*GIVEN TASK A*: Present the records as a Markdown table with the columns Row and Line, starting with the line containing "q=standing spectator" and going on through the line containing "[74,50,93,109]". Include only those lines, and leave out any blank ones.

*EXTRACT*:

On February 23, 1993, 401277 filed with the Registrar of
      Companies a special resolution that amended its authorized
      capital to create two classes of preferred shares that were
      needed to accommodate the transactions.
 
[33]      STEP 2 -      A new
      company is incorporated (Holdco) to acquire the shares of
      Target.
 
On February 23, 1993, VIH Logging was incorporated under the
      B.C. Company Act. Its first taxation year ended on January 31,
      1994. At all relevant times, Mr. Norie owned all the shares of
      this company. Also on February 23, Mr. Norie exchanged the shares
      of 401277 for shares of VIH Logging and 401277 became a
      wholly-owned subsidiary of VIH Logging.
 
[34]      STEP 3 -      Target
      transfers to Holdco its assets (less cash equal to income taxes
      payable by Target on its income for the year) and its liabilities
      (except its income tax liability).
 
On February 24, 401277 sold the helicopter logging business to
      VIH Logging for consideration consisting of the assumption of
      liabilities and the issuance of a promissory note. The stated
      purchase price for the assets was $1,850,403, which was their
      estimated fair market value. No value was attributed to the
      goodwill of the business and accordingly the business was
      transferred with little taxable gain to 401277.
 
[35]      STEP 4 -      Target pays a
      series of dividends to Holdco amounting to safe income (cash
      dividends) plus a stock dividend for any excess.

*THE DATA*:
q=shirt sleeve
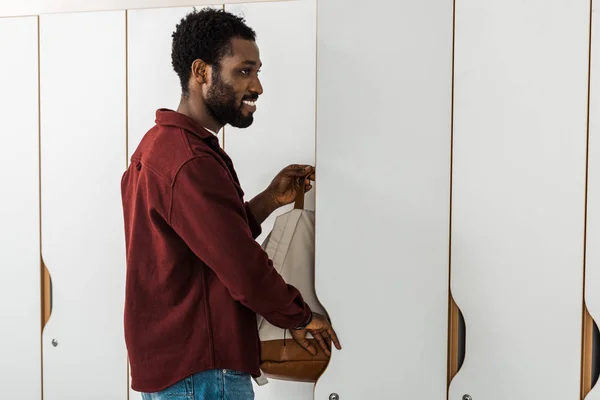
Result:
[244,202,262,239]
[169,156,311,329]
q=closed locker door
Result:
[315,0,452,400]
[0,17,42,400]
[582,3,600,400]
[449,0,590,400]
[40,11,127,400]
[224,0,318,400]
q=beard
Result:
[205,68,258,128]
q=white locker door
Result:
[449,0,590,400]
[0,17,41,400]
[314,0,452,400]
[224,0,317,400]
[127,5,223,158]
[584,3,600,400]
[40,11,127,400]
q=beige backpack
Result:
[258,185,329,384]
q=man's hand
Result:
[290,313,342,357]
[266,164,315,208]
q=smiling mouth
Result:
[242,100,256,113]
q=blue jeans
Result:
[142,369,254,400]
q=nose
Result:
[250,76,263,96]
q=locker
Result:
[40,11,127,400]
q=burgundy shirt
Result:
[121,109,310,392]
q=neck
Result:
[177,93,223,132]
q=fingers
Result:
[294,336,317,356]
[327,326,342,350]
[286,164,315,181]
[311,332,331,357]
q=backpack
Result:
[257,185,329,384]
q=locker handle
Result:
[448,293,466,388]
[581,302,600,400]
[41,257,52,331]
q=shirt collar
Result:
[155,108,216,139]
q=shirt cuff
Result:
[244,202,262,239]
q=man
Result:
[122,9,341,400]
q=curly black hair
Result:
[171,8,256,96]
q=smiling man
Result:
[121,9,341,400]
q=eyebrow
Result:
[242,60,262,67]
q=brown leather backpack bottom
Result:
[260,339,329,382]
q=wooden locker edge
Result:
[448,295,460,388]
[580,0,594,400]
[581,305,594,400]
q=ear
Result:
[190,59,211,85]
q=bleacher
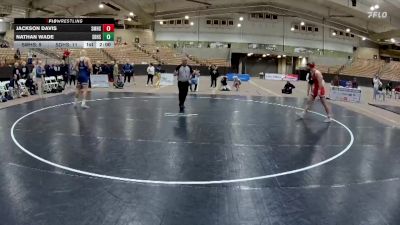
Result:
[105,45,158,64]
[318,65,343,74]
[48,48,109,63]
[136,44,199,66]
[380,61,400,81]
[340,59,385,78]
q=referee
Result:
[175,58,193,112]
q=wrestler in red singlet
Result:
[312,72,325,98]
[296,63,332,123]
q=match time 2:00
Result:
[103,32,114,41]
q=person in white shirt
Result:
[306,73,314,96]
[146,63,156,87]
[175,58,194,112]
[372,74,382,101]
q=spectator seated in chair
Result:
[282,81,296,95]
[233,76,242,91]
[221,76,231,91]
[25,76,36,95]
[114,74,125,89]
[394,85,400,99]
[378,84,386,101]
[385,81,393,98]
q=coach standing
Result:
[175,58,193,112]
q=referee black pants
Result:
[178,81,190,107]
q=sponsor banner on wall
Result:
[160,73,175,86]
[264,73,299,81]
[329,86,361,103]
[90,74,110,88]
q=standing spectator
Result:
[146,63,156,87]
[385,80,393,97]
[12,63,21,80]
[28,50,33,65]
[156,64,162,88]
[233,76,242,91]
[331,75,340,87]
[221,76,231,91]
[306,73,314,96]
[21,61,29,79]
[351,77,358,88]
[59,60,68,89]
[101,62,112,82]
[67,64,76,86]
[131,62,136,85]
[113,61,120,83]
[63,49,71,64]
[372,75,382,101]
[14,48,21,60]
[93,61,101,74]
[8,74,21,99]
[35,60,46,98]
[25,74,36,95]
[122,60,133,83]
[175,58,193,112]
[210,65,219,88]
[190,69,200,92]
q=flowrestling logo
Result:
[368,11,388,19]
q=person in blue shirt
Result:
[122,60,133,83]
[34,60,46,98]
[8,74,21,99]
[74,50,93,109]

==

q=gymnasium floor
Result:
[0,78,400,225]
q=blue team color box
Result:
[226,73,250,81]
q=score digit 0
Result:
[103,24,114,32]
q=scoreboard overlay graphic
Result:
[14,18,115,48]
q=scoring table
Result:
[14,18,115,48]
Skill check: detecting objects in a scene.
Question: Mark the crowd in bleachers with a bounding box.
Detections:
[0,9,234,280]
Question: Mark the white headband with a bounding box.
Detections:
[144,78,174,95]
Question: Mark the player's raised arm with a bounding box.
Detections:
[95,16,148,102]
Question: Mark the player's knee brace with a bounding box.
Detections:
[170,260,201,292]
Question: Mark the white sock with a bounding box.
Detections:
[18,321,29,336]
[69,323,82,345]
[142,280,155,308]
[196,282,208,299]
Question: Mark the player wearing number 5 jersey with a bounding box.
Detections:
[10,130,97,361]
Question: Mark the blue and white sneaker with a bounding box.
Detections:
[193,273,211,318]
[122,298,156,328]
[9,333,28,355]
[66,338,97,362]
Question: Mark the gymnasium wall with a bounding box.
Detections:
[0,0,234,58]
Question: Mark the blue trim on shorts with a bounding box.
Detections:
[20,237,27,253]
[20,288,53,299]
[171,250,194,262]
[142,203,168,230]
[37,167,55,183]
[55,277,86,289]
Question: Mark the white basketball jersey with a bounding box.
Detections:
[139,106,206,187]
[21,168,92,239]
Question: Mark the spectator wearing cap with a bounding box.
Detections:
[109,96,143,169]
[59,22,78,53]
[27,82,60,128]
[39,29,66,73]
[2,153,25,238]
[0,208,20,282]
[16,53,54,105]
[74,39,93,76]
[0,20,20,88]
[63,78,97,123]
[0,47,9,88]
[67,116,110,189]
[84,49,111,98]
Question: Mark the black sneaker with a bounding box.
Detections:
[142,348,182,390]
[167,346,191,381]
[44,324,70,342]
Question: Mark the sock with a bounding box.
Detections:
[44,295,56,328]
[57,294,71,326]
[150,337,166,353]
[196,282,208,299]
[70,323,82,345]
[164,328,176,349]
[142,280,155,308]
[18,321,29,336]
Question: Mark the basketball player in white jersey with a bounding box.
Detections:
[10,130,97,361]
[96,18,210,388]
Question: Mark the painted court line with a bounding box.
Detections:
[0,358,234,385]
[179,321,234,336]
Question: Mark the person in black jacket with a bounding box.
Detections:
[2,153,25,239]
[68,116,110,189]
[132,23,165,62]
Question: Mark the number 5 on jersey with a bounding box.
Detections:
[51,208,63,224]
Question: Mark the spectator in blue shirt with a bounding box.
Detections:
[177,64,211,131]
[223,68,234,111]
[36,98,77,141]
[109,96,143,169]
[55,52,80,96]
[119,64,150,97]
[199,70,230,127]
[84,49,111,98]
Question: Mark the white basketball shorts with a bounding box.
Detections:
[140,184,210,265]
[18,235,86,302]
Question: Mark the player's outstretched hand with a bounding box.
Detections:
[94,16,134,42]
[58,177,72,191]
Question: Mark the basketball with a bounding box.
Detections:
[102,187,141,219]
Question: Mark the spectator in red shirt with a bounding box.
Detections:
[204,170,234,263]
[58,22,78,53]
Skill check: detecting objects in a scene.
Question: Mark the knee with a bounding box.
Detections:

*GIVEN TASK B*: Extend the passage on the corporate reorganization steps from the point where it stops.

*WRITTEN ANSWER A*:
| Row | Line |
|---|---|
| 1 | q=standing spectator |
| 2 | Result: |
| 3 | [146,63,156,87] |
| 4 | [385,80,393,97] |
| 5 | [12,63,21,80] |
| 6 | [28,50,33,65] |
| 7 | [156,64,162,88] |
| 8 | [233,76,242,91] |
| 9 | [331,75,340,87] |
| 10 | [221,76,231,91] |
| 11 | [306,73,314,96] |
| 12 | [21,61,29,79] |
| 13 | [351,77,358,88] |
| 14 | [59,60,68,89] |
| 15 | [101,62,112,82] |
| 16 | [67,64,76,86] |
| 17 | [131,62,136,85] |
| 18 | [113,61,120,83] |
| 19 | [63,49,71,64] |
| 20 | [372,75,382,101] |
| 21 | [14,48,21,60] |
| 22 | [93,61,101,74] |
| 23 | [8,74,21,99] |
| 24 | [35,60,46,98] |
| 25 | [25,74,36,95] |
| 26 | [122,60,133,83] |
| 27 | [175,58,193,112] |
| 28 | [210,65,219,88] |
| 29 | [190,69,200,92] |
| 30 | q=flowrestling logo |
| 31 | Result: |
| 32 | [368,11,388,19] |
| 33 | q=person in blue shirt |
| 34 | Result: |
| 35 | [122,60,133,83] |
| 36 | [34,60,46,98] |
| 37 | [8,74,21,99] |
| 38 | [74,50,93,109] |

*WRITTEN ANSWER B*:
On February 24 and 25, 401277 paid cash dividends[10] to VIH Logging in
      the amounts of $980,629 and $416,800 respectively. The aggregate
      amount, $1,397,429, was equal to the estimated safe income of
      401277. Because 401277 did not earn significant profit prior to
      its 1993 taxation year, almost all the estimated safe income was
      attributable to the period March 1, 1992 to February 23, 1993,
      February 23 being the date that the Profitco Transaction
      commenced. 
 
After the payment of the cash dividends, the only remaining
      assets and liabilities of 401277 consisted of a potential income
      tax liability of $938,080 and cash sufficient to pay that
      liability.
 
After the payment of the cash dividends, but also on February
      25, 401277 paid a stock dividend to VIH Logging consisting of
      366,079 Class F Preferred shares with a paid-up capital of $1.00
      each. This dividend increased the aggregate adjusted cost base of
      the shares of 401277 by $366,079.
 
The aggregate amount of the cash and stock dividends was
      $1,763,508. This amount was included in VIH Logging's income for
      its taxation year ended January 31, 1994 and was deducted in
      computing its taxable income pursuant to subsection 112(1).
 
[36]      STEP 5 -      New directors
      of Target appointed.
 
On February 25, two persons unknown to Mr. Norie became
      officers and  majority directors of 401277. This was at the
      request of Senergy Inc., which was the company that acquired the
      shares of 401277 a few days later.
 
[37]      STEP 6 -      Target
      acquires deductions (in this case seismic data) sufficient to
      offset current year income.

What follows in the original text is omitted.